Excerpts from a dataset
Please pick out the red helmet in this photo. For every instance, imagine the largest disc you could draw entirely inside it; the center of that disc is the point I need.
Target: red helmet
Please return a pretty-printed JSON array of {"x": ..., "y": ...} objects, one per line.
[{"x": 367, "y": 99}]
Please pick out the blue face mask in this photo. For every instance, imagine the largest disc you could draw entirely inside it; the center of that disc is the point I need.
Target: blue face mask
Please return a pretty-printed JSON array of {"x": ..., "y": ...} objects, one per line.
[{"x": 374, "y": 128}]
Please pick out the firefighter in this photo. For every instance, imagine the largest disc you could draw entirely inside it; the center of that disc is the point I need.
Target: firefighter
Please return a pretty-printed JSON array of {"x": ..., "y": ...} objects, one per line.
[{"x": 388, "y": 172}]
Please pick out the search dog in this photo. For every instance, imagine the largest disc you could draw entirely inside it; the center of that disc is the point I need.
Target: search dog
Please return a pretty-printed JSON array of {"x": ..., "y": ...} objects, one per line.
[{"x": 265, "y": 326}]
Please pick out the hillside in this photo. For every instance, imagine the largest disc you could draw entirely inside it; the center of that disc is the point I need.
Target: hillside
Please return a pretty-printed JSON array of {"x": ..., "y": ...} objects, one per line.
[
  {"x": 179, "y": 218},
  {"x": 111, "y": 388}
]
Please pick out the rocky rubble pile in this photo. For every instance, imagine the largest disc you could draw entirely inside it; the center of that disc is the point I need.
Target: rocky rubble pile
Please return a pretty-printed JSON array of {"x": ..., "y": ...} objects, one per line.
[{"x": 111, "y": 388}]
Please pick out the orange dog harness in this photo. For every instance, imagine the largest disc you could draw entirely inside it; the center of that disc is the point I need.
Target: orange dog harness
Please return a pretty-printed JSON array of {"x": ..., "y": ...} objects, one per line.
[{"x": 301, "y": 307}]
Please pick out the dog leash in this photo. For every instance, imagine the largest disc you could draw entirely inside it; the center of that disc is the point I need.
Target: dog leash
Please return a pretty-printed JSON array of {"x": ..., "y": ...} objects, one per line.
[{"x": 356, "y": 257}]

## Task details
Among the records, count every line where "face" appears. Reply with the total alone.

## Solved exercise
2